Dataset entries:
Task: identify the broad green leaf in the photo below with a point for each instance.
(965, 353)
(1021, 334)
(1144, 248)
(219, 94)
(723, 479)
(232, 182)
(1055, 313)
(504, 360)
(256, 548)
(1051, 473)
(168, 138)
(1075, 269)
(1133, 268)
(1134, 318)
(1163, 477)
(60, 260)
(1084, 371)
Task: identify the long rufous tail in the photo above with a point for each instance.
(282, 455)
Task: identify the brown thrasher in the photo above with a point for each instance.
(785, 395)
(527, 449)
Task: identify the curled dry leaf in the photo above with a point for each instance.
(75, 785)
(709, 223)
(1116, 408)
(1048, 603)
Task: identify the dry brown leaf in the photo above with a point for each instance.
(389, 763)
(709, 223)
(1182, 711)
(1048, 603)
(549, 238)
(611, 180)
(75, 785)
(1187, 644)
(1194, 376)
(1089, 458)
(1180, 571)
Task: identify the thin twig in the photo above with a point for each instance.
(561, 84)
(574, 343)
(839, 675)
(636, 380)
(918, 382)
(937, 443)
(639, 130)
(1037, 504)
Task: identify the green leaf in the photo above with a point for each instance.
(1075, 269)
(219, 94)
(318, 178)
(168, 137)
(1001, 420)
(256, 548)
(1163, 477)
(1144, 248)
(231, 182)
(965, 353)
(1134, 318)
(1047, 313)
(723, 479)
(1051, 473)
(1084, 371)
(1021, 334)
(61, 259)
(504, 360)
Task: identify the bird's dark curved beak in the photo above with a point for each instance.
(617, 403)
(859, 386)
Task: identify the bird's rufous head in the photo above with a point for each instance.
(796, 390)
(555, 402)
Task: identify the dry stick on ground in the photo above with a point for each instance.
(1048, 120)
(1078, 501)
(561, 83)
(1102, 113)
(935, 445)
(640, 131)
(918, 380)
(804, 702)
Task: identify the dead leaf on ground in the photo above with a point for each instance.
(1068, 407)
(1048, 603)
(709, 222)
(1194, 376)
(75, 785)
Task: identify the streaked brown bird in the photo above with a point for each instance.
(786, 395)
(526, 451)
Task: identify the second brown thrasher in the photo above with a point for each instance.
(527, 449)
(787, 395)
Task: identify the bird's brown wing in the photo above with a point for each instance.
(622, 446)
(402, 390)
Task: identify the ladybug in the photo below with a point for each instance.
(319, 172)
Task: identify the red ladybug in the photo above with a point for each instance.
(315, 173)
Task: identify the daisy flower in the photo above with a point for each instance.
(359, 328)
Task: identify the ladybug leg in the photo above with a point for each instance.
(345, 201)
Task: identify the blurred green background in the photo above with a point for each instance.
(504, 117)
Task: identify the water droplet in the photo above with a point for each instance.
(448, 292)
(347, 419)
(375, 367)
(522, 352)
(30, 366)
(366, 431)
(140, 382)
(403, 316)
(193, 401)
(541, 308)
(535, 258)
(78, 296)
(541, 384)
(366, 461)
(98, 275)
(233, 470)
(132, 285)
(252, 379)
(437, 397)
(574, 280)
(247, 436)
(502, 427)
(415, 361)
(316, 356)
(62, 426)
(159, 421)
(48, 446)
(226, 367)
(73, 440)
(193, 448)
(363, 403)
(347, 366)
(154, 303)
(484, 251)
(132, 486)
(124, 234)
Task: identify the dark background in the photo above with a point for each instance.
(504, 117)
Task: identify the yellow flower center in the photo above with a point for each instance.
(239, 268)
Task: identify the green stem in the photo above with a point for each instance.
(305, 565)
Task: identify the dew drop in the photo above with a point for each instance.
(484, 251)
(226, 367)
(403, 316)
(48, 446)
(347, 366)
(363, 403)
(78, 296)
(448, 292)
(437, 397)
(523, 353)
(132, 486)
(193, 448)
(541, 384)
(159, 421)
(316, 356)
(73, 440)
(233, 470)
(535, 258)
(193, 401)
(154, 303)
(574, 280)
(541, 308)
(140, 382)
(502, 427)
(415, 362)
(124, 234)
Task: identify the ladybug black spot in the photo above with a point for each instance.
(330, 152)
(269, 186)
* * *
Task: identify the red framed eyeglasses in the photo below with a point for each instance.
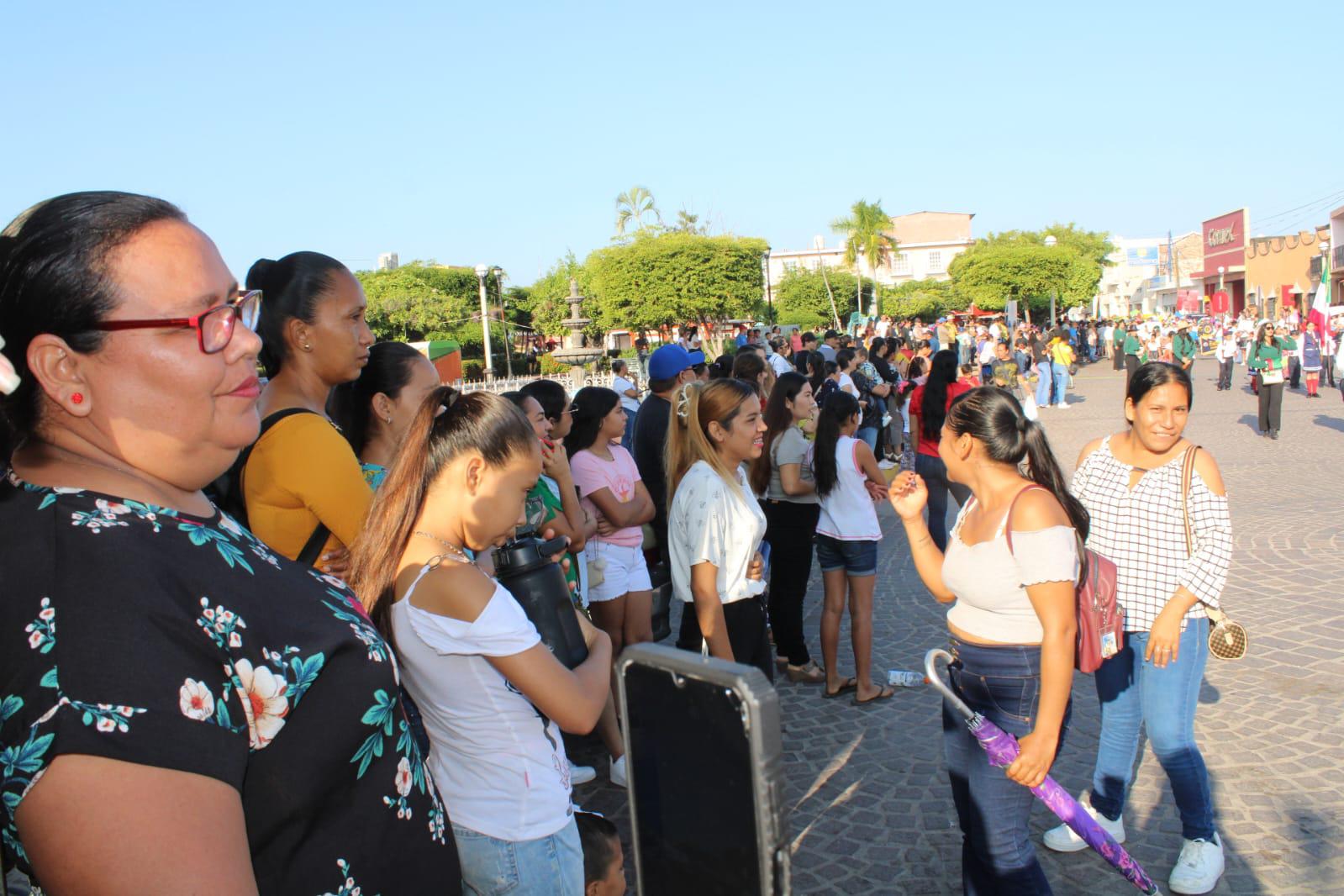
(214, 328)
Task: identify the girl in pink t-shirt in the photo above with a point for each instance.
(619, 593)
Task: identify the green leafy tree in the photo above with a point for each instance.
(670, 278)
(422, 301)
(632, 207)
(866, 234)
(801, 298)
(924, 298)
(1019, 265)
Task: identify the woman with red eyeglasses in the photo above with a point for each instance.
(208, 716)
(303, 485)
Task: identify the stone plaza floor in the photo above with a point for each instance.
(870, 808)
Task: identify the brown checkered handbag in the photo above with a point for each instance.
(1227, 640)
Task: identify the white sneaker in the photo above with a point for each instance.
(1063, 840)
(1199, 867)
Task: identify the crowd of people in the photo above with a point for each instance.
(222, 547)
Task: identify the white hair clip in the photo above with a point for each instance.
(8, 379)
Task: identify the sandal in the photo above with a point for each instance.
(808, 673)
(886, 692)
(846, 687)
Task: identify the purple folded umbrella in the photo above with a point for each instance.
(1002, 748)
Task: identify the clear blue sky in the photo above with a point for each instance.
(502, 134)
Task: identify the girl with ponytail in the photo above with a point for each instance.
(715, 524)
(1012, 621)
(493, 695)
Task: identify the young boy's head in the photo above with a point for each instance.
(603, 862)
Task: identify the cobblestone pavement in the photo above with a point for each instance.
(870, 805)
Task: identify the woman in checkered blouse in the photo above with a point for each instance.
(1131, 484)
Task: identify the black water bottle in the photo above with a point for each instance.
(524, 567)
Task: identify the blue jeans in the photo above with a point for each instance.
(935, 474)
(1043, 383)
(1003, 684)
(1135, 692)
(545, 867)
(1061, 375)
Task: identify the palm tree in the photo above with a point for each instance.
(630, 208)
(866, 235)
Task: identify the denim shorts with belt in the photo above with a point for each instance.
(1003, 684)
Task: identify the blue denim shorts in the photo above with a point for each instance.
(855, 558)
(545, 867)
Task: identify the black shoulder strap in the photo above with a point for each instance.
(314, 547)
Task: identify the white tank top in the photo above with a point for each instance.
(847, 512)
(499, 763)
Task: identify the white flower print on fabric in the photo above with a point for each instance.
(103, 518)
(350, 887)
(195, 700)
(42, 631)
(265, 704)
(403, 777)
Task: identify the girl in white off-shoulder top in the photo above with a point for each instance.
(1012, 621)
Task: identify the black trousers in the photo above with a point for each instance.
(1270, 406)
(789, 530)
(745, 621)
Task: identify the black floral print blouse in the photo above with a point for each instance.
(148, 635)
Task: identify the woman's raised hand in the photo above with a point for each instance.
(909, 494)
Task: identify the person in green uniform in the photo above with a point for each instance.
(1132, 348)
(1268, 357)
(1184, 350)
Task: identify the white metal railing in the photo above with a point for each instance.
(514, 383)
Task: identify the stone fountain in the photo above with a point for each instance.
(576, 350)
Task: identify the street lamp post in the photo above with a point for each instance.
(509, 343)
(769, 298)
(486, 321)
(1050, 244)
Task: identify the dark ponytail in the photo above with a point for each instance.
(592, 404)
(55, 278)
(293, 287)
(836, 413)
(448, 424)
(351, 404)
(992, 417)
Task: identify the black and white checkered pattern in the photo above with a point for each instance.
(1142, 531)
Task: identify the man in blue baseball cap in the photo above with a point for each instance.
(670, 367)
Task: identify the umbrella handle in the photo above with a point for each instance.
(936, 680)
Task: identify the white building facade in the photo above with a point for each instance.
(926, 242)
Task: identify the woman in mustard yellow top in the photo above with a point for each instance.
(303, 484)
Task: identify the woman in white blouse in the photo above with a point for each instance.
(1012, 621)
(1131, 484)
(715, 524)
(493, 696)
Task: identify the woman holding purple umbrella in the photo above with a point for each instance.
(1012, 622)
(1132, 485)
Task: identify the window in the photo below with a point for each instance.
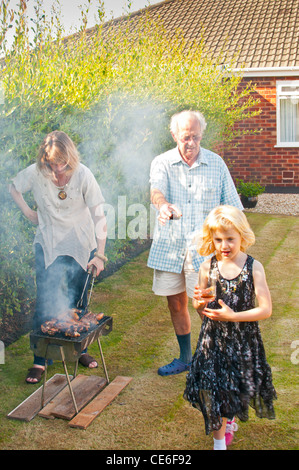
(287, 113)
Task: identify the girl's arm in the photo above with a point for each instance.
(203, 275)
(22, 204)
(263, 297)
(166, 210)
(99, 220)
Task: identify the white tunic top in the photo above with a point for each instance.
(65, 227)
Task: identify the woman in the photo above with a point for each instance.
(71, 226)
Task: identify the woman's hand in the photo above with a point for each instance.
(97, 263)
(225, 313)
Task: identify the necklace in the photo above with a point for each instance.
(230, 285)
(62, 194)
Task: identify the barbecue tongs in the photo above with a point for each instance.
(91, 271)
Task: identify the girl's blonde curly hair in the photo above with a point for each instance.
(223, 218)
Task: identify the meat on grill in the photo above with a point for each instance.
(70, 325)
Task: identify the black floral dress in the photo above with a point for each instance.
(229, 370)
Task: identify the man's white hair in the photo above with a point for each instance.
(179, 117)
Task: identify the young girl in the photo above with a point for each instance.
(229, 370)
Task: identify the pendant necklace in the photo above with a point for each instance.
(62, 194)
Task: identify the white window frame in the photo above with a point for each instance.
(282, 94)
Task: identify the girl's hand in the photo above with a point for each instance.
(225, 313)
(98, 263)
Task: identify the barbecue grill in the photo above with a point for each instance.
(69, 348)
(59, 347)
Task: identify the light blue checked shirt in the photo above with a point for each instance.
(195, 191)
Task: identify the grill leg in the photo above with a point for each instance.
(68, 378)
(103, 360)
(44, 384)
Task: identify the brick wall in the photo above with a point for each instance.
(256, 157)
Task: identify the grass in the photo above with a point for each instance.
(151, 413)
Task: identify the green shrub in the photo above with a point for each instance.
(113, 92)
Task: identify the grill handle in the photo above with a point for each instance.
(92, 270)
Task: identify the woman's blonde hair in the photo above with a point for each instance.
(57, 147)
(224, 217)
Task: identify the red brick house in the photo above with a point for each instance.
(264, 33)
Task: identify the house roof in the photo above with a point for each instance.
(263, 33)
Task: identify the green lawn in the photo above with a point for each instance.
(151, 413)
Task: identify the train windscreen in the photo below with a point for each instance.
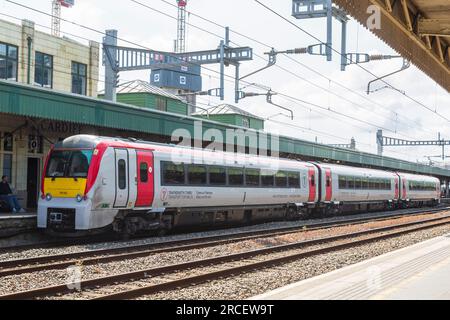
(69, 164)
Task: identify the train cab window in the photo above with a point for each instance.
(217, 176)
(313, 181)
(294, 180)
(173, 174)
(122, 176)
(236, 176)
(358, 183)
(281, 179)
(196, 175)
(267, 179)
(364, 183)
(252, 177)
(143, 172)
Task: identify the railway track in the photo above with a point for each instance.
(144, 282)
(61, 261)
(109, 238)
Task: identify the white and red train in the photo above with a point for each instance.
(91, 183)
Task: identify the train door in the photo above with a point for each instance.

• TASK PROMPT:
Transcribe the lines above between the line holding "Task: identify the white and" and the line holding "Task: identify the train door", inclusive, exactly as they stand and with nothing added.

• ANSWER FOR THIS EXERCISE:
Task: identify the white and red train in the photo above with a point for each instance.
(91, 183)
Task: identify the train door in the photo above with a point for each instance.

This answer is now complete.